━━━━━ EXTRACTED RECORDS ━━━━━
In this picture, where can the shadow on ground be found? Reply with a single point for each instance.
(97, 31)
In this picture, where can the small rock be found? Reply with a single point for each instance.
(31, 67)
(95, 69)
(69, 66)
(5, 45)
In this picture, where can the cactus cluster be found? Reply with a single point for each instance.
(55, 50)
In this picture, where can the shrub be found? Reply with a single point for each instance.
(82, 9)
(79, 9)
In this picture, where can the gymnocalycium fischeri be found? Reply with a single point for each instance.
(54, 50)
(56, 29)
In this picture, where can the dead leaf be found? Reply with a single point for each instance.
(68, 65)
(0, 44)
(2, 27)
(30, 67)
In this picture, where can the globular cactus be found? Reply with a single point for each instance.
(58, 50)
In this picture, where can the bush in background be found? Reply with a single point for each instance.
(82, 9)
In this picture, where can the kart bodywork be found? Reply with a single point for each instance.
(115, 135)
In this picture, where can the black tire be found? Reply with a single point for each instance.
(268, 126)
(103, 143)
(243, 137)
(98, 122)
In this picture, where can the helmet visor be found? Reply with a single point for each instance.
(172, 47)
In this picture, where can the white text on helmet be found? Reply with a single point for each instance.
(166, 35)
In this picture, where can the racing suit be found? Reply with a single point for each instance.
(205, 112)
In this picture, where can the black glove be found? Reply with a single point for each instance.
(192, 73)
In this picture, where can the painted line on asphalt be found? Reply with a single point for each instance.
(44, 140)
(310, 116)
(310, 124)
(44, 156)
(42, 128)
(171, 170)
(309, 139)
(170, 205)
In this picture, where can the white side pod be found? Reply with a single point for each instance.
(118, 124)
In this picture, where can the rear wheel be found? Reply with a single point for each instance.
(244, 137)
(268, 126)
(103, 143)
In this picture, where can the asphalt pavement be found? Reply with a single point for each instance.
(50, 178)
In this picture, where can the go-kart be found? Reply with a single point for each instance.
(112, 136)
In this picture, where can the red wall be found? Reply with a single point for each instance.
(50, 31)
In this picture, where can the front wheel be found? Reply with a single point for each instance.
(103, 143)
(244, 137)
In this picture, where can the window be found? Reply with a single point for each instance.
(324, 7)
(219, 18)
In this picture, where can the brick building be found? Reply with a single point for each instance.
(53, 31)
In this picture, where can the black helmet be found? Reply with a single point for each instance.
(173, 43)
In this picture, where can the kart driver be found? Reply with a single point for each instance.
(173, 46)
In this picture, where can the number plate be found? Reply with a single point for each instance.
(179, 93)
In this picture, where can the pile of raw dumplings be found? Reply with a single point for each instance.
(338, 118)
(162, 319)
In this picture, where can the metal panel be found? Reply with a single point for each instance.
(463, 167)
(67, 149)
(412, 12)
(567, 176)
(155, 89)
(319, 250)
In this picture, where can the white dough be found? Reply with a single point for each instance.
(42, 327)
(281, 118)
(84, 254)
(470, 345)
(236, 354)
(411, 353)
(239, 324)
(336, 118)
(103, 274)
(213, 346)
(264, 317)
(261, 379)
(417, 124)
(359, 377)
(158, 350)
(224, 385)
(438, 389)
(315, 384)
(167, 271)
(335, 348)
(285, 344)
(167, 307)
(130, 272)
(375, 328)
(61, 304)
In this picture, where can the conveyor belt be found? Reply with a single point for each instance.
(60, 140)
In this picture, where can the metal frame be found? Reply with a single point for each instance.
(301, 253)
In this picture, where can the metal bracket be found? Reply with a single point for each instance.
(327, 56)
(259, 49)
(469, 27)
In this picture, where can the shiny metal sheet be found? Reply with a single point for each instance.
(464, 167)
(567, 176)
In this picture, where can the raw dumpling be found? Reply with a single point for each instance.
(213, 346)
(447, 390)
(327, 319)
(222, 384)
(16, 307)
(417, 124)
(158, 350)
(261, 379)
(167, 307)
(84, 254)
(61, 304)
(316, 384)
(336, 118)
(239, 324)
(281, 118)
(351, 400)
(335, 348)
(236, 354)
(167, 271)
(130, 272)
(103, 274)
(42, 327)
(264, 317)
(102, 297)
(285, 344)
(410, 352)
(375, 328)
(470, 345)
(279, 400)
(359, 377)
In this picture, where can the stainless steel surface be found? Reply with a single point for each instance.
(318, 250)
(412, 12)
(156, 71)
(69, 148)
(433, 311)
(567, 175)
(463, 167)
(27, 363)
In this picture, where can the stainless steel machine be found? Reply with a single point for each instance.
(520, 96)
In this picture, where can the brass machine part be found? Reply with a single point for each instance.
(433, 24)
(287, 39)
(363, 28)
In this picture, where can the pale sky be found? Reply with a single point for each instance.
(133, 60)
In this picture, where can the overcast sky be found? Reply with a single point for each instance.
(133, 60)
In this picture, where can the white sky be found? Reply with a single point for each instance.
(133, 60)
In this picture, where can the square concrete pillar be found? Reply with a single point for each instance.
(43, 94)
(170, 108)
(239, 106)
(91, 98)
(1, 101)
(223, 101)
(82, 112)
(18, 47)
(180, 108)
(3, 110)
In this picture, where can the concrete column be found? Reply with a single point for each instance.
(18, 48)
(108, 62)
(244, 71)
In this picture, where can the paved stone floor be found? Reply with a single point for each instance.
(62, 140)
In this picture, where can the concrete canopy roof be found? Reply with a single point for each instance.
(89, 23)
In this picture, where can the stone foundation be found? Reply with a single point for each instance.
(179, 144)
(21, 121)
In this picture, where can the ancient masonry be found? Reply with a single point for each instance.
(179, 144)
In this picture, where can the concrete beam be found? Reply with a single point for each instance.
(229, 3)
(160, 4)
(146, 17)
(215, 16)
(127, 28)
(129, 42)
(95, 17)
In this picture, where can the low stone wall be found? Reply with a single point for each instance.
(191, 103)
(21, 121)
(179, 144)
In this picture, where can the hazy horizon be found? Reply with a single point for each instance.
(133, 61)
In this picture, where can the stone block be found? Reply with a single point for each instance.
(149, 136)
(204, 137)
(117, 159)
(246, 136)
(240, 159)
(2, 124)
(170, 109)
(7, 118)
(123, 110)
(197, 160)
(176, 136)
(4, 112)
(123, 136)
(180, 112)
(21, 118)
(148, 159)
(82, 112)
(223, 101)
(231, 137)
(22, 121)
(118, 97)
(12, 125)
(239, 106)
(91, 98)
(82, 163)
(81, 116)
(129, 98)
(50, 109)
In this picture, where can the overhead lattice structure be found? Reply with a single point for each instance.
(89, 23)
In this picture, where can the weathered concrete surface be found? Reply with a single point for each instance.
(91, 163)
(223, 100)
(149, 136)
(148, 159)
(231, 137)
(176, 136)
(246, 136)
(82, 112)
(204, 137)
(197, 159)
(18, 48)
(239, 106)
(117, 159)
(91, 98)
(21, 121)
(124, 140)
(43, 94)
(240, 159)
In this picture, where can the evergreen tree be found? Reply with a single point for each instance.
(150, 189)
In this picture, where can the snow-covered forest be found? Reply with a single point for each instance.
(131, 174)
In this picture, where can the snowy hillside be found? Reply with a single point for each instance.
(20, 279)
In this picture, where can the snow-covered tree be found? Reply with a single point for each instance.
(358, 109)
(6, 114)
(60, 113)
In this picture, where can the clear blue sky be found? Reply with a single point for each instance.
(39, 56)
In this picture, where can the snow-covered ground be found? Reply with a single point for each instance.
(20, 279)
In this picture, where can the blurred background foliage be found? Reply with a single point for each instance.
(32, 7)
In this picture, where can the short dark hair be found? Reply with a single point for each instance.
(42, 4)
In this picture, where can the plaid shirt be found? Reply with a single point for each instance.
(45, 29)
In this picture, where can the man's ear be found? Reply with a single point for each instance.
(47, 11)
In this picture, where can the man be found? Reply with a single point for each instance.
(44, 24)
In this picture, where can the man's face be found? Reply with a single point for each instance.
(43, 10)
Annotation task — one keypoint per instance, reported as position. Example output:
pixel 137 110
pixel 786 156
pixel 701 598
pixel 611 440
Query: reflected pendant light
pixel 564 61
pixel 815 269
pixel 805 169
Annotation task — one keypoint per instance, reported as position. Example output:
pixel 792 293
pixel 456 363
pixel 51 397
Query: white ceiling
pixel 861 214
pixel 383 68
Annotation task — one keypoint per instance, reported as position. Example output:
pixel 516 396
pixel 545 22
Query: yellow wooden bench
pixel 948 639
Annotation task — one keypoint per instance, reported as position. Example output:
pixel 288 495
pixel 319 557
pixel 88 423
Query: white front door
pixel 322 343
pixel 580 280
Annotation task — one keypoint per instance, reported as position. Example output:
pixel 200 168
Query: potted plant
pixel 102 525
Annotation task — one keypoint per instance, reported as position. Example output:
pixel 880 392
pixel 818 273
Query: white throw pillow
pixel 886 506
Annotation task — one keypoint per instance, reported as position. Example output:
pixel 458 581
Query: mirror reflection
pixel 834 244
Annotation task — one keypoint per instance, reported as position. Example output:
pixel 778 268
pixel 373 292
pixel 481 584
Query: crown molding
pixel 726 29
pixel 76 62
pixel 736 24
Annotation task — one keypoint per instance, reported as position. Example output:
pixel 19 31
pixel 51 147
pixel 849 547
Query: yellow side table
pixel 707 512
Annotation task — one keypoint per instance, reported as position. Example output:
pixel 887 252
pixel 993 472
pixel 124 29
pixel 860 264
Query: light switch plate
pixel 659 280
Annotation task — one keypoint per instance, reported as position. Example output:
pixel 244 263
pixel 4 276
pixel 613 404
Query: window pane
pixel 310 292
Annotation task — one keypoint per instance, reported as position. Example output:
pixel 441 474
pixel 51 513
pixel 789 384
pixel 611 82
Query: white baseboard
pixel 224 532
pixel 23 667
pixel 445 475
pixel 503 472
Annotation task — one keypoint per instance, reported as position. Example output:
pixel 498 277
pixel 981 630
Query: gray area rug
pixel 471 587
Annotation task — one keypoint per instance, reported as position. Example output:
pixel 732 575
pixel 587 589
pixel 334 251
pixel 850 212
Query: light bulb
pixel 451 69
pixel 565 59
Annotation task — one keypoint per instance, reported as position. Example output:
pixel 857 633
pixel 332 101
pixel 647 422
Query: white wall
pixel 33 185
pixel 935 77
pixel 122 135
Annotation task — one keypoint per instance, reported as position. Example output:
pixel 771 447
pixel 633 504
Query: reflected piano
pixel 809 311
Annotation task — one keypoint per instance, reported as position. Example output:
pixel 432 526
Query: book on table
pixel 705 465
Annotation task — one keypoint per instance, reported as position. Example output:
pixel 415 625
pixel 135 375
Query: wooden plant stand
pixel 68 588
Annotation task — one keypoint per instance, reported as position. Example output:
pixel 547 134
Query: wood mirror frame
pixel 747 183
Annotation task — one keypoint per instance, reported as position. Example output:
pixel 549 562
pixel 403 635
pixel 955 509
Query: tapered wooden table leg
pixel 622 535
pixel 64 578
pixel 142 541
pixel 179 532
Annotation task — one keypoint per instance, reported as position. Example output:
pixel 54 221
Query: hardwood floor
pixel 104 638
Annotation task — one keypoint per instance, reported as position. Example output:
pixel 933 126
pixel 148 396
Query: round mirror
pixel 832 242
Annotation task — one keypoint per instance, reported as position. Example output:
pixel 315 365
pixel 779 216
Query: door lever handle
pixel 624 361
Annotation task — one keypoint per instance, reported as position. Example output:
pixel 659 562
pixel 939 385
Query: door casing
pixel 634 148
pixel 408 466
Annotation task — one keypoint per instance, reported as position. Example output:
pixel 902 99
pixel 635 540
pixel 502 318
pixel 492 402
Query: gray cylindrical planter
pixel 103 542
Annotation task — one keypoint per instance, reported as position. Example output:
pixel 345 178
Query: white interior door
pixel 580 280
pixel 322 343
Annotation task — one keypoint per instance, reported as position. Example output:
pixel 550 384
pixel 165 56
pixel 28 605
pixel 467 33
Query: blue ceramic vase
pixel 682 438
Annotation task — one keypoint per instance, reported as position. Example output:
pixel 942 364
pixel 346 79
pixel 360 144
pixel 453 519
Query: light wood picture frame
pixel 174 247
━━━━━
From the data above, output only the lines between the line containing "Query: light bulb" and the line containing "pixel 955 509", inclusive, exactly as written.

Query: light bulb
pixel 451 69
pixel 565 59
Annotation task — one keypoint per instance, reported as position. Example output:
pixel 857 633
pixel 332 101
pixel 647 422
Query: white wall
pixel 33 185
pixel 935 77
pixel 122 135
Annotation task — one keypoint per instance, reported as position. Example output:
pixel 771 447
pixel 633 504
Query: reflected piano
pixel 809 311
Annotation task — one keypoint per instance, reported as position. Example output:
pixel 432 526
Query: book on table
pixel 705 465
Annotation task — one keypoint per instance, reported as position. Example output:
pixel 415 625
pixel 135 375
Query: wooden plant stand
pixel 68 588
Annotation task — one keypoint per instance, reported as position. Example output:
pixel 547 134
Query: wood mirror frame
pixel 747 183
Annotation task — one keypoint per instance, reported as position. Example output:
pixel 549 562
pixel 403 635
pixel 955 509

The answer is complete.